[Part of a data file]

— Start —

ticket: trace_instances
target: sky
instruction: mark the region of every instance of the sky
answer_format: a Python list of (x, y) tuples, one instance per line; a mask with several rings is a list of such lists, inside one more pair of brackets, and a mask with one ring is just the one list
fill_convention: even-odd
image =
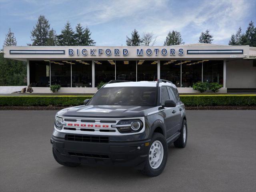
[(0, 46), (9, 28), (17, 45), (30, 43), (41, 14), (57, 34), (67, 21), (74, 29), (79, 23), (87, 26), (96, 46), (125, 46), (134, 29), (152, 32), (156, 46), (163, 45), (172, 30), (185, 44), (196, 43), (206, 29), (213, 44), (226, 45), (239, 26), (245, 32), (250, 20), (256, 25), (256, 0), (0, 0)]

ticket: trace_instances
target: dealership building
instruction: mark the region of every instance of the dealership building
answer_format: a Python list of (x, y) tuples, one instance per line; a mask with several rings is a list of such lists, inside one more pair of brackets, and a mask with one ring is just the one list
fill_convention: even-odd
[(227, 89), (256, 89), (256, 48), (196, 44), (163, 46), (4, 46), (4, 56), (27, 62), (34, 92), (93, 93), (101, 82), (172, 81), (180, 93), (193, 83), (218, 82)]

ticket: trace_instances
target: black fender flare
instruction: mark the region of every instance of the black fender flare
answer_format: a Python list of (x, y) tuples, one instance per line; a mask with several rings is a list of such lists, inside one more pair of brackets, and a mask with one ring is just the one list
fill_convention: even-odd
[(155, 131), (155, 130), (158, 127), (161, 128), (164, 136), (166, 138), (166, 128), (165, 125), (164, 125), (164, 123), (160, 120), (156, 120), (153, 124), (152, 124), (150, 128), (150, 131), (149, 133), (149, 138), (152, 138), (152, 136)]

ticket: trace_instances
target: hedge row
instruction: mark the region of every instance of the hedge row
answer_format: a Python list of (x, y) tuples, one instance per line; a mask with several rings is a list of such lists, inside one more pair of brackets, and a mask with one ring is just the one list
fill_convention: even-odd
[(76, 106), (92, 96), (0, 96), (0, 106)]
[[(0, 106), (76, 106), (92, 96), (0, 96)], [(194, 95), (180, 96), (185, 106), (256, 105), (256, 95)]]

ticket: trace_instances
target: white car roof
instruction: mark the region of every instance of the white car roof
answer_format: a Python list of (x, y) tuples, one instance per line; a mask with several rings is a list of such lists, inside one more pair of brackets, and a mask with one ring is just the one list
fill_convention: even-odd
[[(138, 81), (129, 82), (122, 82), (119, 83), (109, 83), (106, 84), (104, 87), (156, 87), (156, 81)], [(168, 85), (171, 86), (174, 88), (176, 88), (175, 85), (168, 82), (159, 83), (159, 86), (161, 86), (163, 85)]]

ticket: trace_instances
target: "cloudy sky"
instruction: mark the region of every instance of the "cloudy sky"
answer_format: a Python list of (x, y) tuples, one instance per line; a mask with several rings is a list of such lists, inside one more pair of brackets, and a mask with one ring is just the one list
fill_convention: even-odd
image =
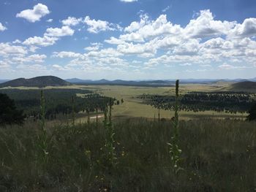
[(255, 0), (0, 0), (0, 79), (256, 77)]

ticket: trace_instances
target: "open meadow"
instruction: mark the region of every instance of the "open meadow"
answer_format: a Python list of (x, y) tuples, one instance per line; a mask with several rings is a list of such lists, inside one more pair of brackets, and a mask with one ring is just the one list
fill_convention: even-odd
[(0, 89), (26, 114), (0, 128), (0, 191), (254, 191), (255, 95), (226, 88), (181, 85), (178, 103), (175, 86)]

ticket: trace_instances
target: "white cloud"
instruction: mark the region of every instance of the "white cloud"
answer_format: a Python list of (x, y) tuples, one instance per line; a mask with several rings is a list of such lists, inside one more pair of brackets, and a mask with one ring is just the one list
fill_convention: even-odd
[(40, 20), (40, 18), (50, 13), (48, 7), (42, 4), (34, 6), (33, 9), (26, 9), (17, 13), (16, 18), (22, 18), (29, 22), (34, 23)]
[(126, 3), (131, 3), (131, 2), (138, 1), (138, 0), (120, 0), (120, 1), (126, 2)]
[(20, 55), (27, 53), (28, 51), (25, 47), (11, 45), (10, 43), (0, 43), (1, 56)]
[(48, 19), (48, 20), (46, 20), (46, 22), (51, 23), (51, 22), (53, 22), (53, 19)]
[(192, 66), (192, 64), (189, 63), (185, 63), (185, 64), (181, 64), (180, 66)]
[(170, 8), (170, 6), (168, 5), (168, 6), (166, 7), (165, 9), (163, 9), (162, 10), (162, 12), (167, 12), (167, 10), (169, 10)]
[(124, 28), (125, 32), (133, 32), (137, 31), (144, 26), (148, 21), (148, 15), (146, 14), (143, 14), (140, 15), (140, 23), (137, 21), (133, 21), (131, 24)]
[(243, 23), (238, 23), (229, 34), (229, 37), (244, 38), (256, 37), (256, 18), (246, 18)]
[(69, 69), (67, 66), (60, 66), (60, 65), (58, 65), (58, 64), (53, 65), (53, 68), (55, 70), (57, 70), (57, 71), (67, 71), (67, 70), (70, 70), (71, 69)]
[(224, 63), (222, 65), (219, 65), (219, 68), (222, 69), (245, 69), (245, 68), (247, 68), (246, 66), (233, 66), (233, 65), (230, 65), (227, 63)]
[(7, 28), (5, 26), (4, 26), (0, 22), (0, 31), (4, 31), (4, 30), (7, 30)]
[(82, 21), (82, 18), (76, 18), (73, 17), (68, 17), (66, 20), (62, 20), (61, 23), (64, 26), (75, 26)]
[(31, 55), (29, 56), (23, 56), (23, 57), (15, 57), (12, 58), (12, 61), (15, 63), (42, 63), (45, 61), (45, 59), (47, 58), (45, 55), (39, 55), (34, 54)]
[(26, 45), (34, 45), (34, 46), (41, 46), (41, 47), (47, 47), (50, 45), (53, 45), (56, 43), (56, 42), (59, 39), (57, 37), (52, 37), (44, 36), (43, 37), (29, 37), (26, 39), (23, 44)]
[(184, 34), (192, 38), (203, 38), (227, 34), (236, 22), (215, 20), (209, 9), (201, 10), (199, 17), (191, 20), (184, 28)]
[(120, 27), (117, 24), (110, 23), (108, 21), (105, 20), (91, 20), (90, 19), (89, 16), (86, 16), (84, 20), (83, 23), (85, 23), (87, 26), (89, 26), (89, 28), (87, 28), (87, 31), (90, 33), (93, 34), (98, 34), (100, 31), (116, 31), (116, 30), (121, 30), (121, 27)]
[[(119, 39), (127, 42), (144, 42), (155, 37), (167, 35), (179, 36), (182, 28), (179, 25), (173, 25), (167, 20), (166, 15), (161, 15), (155, 20), (148, 20), (148, 16), (140, 16), (140, 23), (132, 22), (124, 28), (129, 33), (121, 34)], [(110, 39), (107, 40), (110, 42)]]
[(82, 56), (82, 54), (71, 51), (53, 52), (52, 57), (53, 58), (78, 58)]
[(19, 44), (21, 43), (21, 42), (19, 39), (15, 39), (15, 41), (12, 42), (13, 44)]
[(48, 28), (46, 29), (45, 36), (48, 37), (63, 37), (63, 36), (72, 36), (74, 34), (74, 30), (69, 26), (62, 26), (61, 28)]

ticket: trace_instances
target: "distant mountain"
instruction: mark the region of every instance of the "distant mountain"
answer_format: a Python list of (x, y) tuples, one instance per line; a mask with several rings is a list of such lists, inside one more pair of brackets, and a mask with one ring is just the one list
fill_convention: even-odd
[(243, 81), (243, 82), (236, 82), (236, 83), (232, 84), (228, 89), (233, 91), (255, 92), (256, 82)]
[(0, 83), (3, 83), (4, 82), (10, 81), (9, 80), (0, 80)]
[(31, 79), (19, 78), (0, 84), (0, 87), (46, 87), (66, 86), (72, 85), (61, 78), (54, 76), (41, 76)]
[[(130, 86), (173, 86), (175, 84), (176, 80), (108, 80), (102, 79), (99, 80), (80, 80), (78, 78), (67, 79), (67, 82), (74, 84), (79, 85), (130, 85)], [(256, 81), (256, 78), (250, 79), (250, 81)], [(180, 80), (181, 84), (212, 84), (217, 82), (230, 82), (235, 83), (238, 82), (248, 81), (245, 79), (181, 79)]]

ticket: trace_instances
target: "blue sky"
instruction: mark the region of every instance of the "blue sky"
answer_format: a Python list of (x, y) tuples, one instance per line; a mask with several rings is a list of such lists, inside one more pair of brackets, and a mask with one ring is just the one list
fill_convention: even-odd
[(254, 0), (1, 0), (0, 79), (256, 77)]

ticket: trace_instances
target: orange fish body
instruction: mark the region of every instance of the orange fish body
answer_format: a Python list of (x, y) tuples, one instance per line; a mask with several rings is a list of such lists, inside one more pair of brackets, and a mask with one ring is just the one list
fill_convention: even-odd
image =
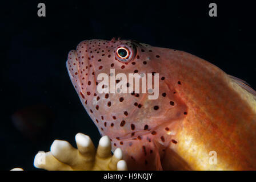
[[(136, 41), (94, 39), (71, 51), (66, 65), (85, 109), (113, 150), (123, 150), (129, 169), (256, 169), (255, 91), (214, 65)], [(153, 85), (159, 76), (159, 96), (99, 93), (102, 73), (109, 91), (118, 73), (150, 73)], [(115, 86), (123, 81), (115, 77)]]

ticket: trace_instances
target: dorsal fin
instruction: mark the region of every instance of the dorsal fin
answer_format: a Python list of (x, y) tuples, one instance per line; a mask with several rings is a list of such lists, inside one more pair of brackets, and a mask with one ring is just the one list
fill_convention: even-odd
[(256, 91), (254, 90), (253, 88), (251, 88), (250, 85), (246, 82), (245, 81), (243, 81), (242, 79), (237, 78), (231, 75), (229, 75), (229, 77), (232, 79), (235, 83), (237, 83), (239, 86), (242, 87), (243, 89), (246, 90), (247, 92), (249, 92), (251, 94), (253, 94), (254, 97), (255, 97), (256, 100)]

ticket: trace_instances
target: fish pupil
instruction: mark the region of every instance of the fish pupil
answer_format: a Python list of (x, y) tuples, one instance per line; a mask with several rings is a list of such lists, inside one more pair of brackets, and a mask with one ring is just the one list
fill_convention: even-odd
[(127, 56), (127, 51), (125, 49), (119, 49), (118, 50), (118, 54), (121, 57), (125, 57)]

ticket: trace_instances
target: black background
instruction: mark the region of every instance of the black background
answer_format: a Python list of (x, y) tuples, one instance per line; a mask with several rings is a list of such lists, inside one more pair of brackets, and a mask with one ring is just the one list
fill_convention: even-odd
[[(55, 139), (75, 146), (78, 132), (98, 142), (98, 130), (65, 65), (69, 51), (83, 40), (121, 37), (185, 51), (256, 88), (255, 19), (250, 1), (82, 2), (1, 2), (0, 170), (37, 170), (38, 151), (49, 151)], [(46, 17), (37, 16), (39, 2), (46, 5)], [(209, 16), (210, 2), (217, 4), (217, 17)], [(37, 104), (47, 106), (54, 120), (47, 137), (31, 140), (14, 126), (11, 116)]]

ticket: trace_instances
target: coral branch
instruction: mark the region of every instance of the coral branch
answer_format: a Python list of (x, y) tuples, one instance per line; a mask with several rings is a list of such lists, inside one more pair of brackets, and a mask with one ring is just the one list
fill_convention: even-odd
[(107, 136), (101, 138), (97, 150), (87, 135), (78, 133), (75, 141), (77, 149), (66, 141), (54, 140), (50, 152), (40, 151), (37, 154), (34, 166), (50, 171), (127, 170), (120, 148), (117, 148), (112, 156)]

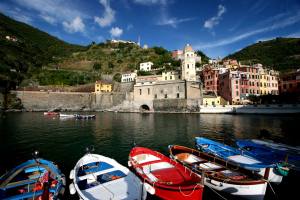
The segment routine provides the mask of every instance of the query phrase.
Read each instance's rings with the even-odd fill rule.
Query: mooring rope
[[[218,193],[215,189],[213,189],[212,187],[207,186],[209,189],[211,189],[214,193],[216,193],[219,197],[221,197],[224,200],[227,200],[225,197],[223,197],[220,193]]]
[[[269,186],[270,186],[270,188],[271,188],[271,190],[272,190],[274,196],[276,197],[276,199],[278,199],[278,196],[277,196],[277,194],[275,193],[275,190],[273,189],[273,187],[272,187],[270,181],[268,181],[268,180],[266,180],[266,181],[267,181],[267,183],[269,184]]]
[[[200,187],[201,187],[202,185],[199,184],[199,183],[197,183],[197,184],[195,185],[195,187],[193,188],[193,191],[192,191],[191,193],[189,193],[189,194],[184,194],[184,193],[181,191],[181,186],[179,186],[179,191],[180,191],[180,193],[181,193],[183,196],[189,197],[189,196],[191,196],[191,195],[195,192],[197,186],[200,186]]]

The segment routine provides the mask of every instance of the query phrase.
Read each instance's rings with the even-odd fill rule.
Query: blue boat
[[[270,182],[280,183],[282,181],[282,176],[287,175],[287,173],[281,173],[282,170],[288,171],[286,166],[273,161],[257,159],[249,155],[247,151],[243,151],[241,149],[237,149],[204,137],[196,137],[195,142],[196,147],[199,150],[221,157],[224,160],[237,165],[238,167],[256,171]]]
[[[236,144],[245,154],[259,160],[289,163],[294,169],[300,169],[300,147],[257,139],[237,140]]]
[[[65,188],[65,176],[48,160],[28,160],[0,177],[0,199],[57,199]]]

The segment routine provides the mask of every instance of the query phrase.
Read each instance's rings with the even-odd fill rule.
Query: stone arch
[[[140,111],[150,111],[150,107],[147,104],[143,104],[140,106]]]

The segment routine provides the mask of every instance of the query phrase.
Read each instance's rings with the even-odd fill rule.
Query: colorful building
[[[177,71],[168,71],[162,73],[163,81],[179,80],[180,78],[181,76]]]
[[[112,83],[108,81],[96,81],[95,93],[112,92]]]
[[[206,106],[220,106],[228,104],[228,101],[221,96],[217,96],[217,94],[214,92],[206,92],[202,95],[202,98],[203,105]]]
[[[240,104],[240,77],[239,71],[227,71],[219,75],[219,94],[230,104]]]
[[[122,74],[121,82],[122,83],[133,82],[133,81],[135,81],[136,76],[137,76],[137,74],[135,72],[129,72],[129,73]]]
[[[259,70],[260,94],[278,95],[278,72],[261,68]]]
[[[238,68],[240,74],[241,101],[247,100],[249,95],[260,95],[259,67],[242,65]]]
[[[182,80],[196,81],[196,55],[191,45],[187,44],[183,51],[184,60],[181,65]]]
[[[144,62],[140,63],[140,71],[151,71],[151,67],[153,66],[153,62]]]
[[[295,93],[300,95],[300,69],[296,72],[290,72],[280,76],[279,93]]]

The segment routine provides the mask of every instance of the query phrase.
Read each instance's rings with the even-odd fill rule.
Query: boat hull
[[[199,175],[203,173],[204,185],[214,190],[244,199],[264,198],[267,182],[262,179],[262,176],[253,175],[251,171],[245,169],[236,169],[223,159],[188,147],[170,145],[169,151],[172,159],[193,169]],[[222,172],[235,173],[235,175],[224,176]],[[238,180],[234,177],[241,178]]]
[[[276,173],[276,163],[258,160],[249,155],[245,155],[242,150],[230,147],[207,138],[196,137],[196,146],[199,150],[216,155],[239,167],[254,171],[265,177],[266,180],[276,184],[281,183],[282,176]],[[269,173],[265,173],[270,169]]]
[[[236,185],[205,178],[204,184],[217,191],[249,200],[263,200],[267,189],[267,182],[255,185]]]
[[[70,173],[70,194],[83,200],[146,199],[143,183],[114,159],[86,154]]]
[[[201,178],[180,163],[143,147],[133,148],[129,159],[129,166],[148,184],[150,194],[167,200],[202,199]],[[180,180],[178,174],[186,181]]]

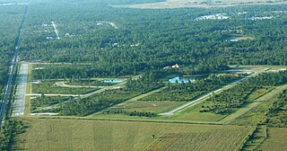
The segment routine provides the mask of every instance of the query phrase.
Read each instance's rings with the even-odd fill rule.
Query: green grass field
[[[283,151],[287,148],[286,128],[268,128],[267,138],[257,148],[258,150]]]
[[[13,150],[237,150],[253,130],[252,127],[155,122],[36,118],[23,121],[29,128],[17,137]],[[161,147],[162,144],[169,146]]]
[[[83,94],[97,90],[96,88],[69,88],[55,85],[57,81],[46,80],[40,84],[32,84],[32,93]]]

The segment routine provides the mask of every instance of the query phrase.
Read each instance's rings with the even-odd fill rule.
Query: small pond
[[[171,78],[171,79],[169,79],[169,82],[170,83],[188,83],[189,81],[190,82],[195,82],[196,80],[198,80],[199,78],[198,77],[191,77],[191,76],[177,76],[177,77],[174,77],[174,78]]]

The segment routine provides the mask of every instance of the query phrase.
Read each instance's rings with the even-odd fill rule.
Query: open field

— End —

What the task asks =>
Show every line of the entries that contains the word "background", matching its case exactly.

Completed exercise =>
target: black background
instruction: mark the region of every instance of the black background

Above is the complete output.